[[ Records for this exercise open ]]

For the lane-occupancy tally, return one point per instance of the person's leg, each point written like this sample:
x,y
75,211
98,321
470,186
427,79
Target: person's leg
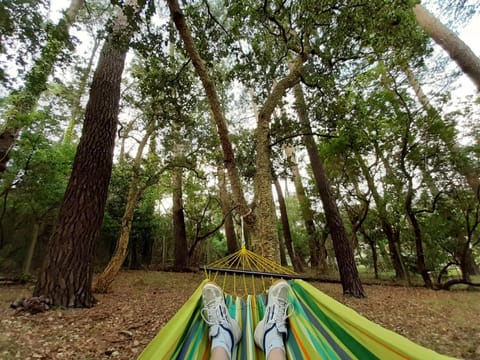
x,y
223,330
270,332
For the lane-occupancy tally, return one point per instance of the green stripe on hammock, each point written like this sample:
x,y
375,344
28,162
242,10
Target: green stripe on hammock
x,y
319,327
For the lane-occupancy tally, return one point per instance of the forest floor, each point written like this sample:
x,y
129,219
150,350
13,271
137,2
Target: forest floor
x,y
124,321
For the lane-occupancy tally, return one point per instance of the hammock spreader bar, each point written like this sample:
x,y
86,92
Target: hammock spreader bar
x,y
252,272
319,328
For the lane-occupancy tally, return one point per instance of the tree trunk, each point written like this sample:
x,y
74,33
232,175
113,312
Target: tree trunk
x,y
105,279
66,275
31,250
450,42
421,266
307,213
179,232
217,111
226,205
349,277
392,235
36,82
82,86
265,237
287,235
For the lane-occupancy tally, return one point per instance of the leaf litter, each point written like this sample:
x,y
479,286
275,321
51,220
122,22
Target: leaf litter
x,y
125,320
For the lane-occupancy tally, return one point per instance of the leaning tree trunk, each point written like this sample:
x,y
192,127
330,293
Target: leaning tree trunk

[[ Records for this exercise closed ]]

**Exercise brief**: The entries above need to be transcribed word for word, and the pictures stay out.

**Solution to the exercise**:
For the lane-occupancy tally, return one point per instance of the person's leg, each point written like this sample:
x,y
75,211
98,321
470,186
427,79
Target: person's leg
x,y
223,330
270,332
For the lane-occupancy tally, return one point per instance of the green stripe on hammock, each point written like this sample:
x,y
375,344
28,162
242,10
Target: green stripe on hammock
x,y
319,327
For the lane-occupancy tally, return one point per instance of the forest floor, each point written like this sample:
x,y
129,219
150,350
13,271
137,2
Target: forest floor
x,y
124,321
For the lane-occupancy tally, return one point per instance of the hammock spreader bar, each point written like this sample:
x,y
86,92
Target: hammock spreader bar
x,y
252,272
319,328
For the lane-occupancy tally, return one point per instance of the tree trunk, each point written like this sample:
x,y
74,33
232,175
113,312
Target: tree trunk
x,y
105,279
66,275
31,250
450,42
421,266
307,213
179,232
217,111
226,205
349,277
392,235
36,82
82,86
265,237
287,235
For the lane-occupancy tally, return one point per instance of the leaf litter, each point written like this sample:
x,y
479,286
275,321
51,220
122,22
Target: leaf litter
x,y
125,320
For the lane-occupancy tally, return one point per instance of the leaning tree trunk, each point written like this sample:
x,y
192,127
330,293
Target: leaning tree trunk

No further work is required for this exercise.